- **MATERIAL FOR THIS EXERCISE**:
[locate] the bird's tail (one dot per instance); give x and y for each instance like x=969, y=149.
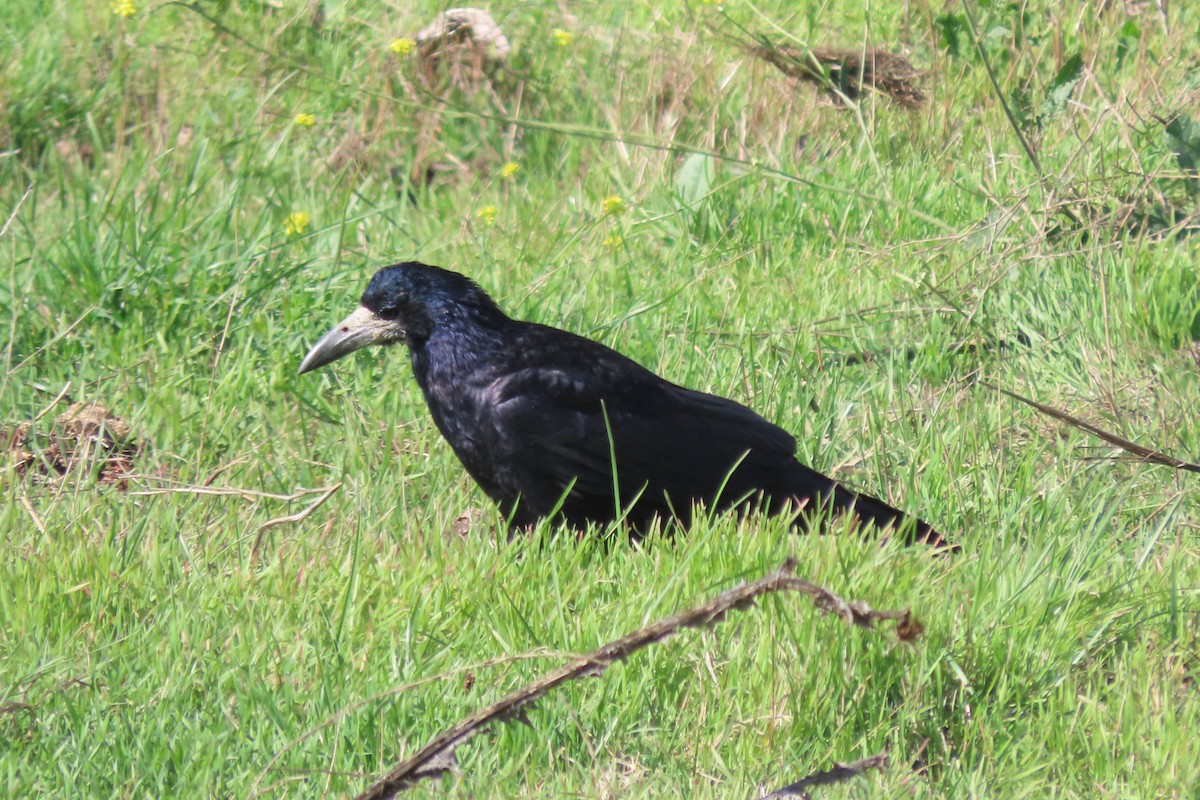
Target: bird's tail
x=837, y=499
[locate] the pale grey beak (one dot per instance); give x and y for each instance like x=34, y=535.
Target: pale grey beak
x=357, y=331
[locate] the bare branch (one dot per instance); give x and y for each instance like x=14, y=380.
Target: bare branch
x=1145, y=453
x=437, y=756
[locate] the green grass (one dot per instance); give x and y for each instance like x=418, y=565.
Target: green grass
x=147, y=168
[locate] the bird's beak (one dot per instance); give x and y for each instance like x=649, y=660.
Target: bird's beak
x=359, y=330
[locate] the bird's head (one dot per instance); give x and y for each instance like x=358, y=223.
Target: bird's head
x=403, y=302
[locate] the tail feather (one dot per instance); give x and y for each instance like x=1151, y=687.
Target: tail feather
x=833, y=497
x=912, y=530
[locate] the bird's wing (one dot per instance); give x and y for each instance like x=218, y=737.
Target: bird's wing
x=563, y=423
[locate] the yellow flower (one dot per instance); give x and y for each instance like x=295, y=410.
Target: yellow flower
x=401, y=46
x=613, y=205
x=295, y=223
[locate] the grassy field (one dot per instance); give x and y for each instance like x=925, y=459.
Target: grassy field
x=191, y=194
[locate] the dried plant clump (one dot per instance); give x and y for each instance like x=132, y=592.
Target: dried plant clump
x=849, y=73
x=87, y=435
x=466, y=43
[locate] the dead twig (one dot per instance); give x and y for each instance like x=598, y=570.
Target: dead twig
x=228, y=492
x=825, y=777
x=437, y=756
x=1145, y=453
x=292, y=517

- **EXERCISE PROMPT**:
Without the pictures, transcribe the listing above exactly.

- **SOLUTION FOR THIS EXERCISE**:
[locate] the bird's tail (one dot per instance); give x and y for each instance like x=969, y=149.
Target: bird's tail
x=837, y=499
[locate] the pale grey beak (one dot per instance); give x and y for each instance like x=34, y=535.
Target: pale grey beak
x=357, y=331
[locate] the bare branch (one dot per instance); give x and y for each instance like x=14, y=380.
Target: bare branch
x=1145, y=453
x=437, y=756
[locate] the green grass (one dot per instance); give x and y for each instance like x=418, y=565.
Target: green grass
x=147, y=168
[locate] the bird's beak (one dot per instance); give x and y for each instance like x=649, y=660.
Target: bird's beak
x=359, y=330
[locate] the bird's head (one dot per instance); give x and y for each instance like x=358, y=223.
Target: bird's head
x=403, y=302
[locate] the tail feather (one dot per instance); give x and y for each instance like x=1151, y=687.
Target: tail feather
x=833, y=497
x=912, y=530
[locate] the bird's wing (one dot per instance); give x and y for each instance like x=218, y=737.
Target: bird's wing
x=563, y=423
[locate] the yellow flower (one dot per instance); give x and y for each instance like x=295, y=410.
Target: yellow flower
x=401, y=46
x=613, y=205
x=295, y=223
[locate] the grassy field (one dot per instance); give x and y for each instance like x=925, y=459.
Target: grassy field
x=191, y=194
[locate] the dried plant clump (one dot per instance); give x and y for each instance like x=132, y=592.
Target: dried plant clump
x=849, y=73
x=87, y=435
x=466, y=43
[locate] the dead twig (one dot per instance); give x and y for each instance like x=598, y=570.
Target: dead twig
x=228, y=492
x=825, y=777
x=437, y=756
x=1145, y=453
x=292, y=517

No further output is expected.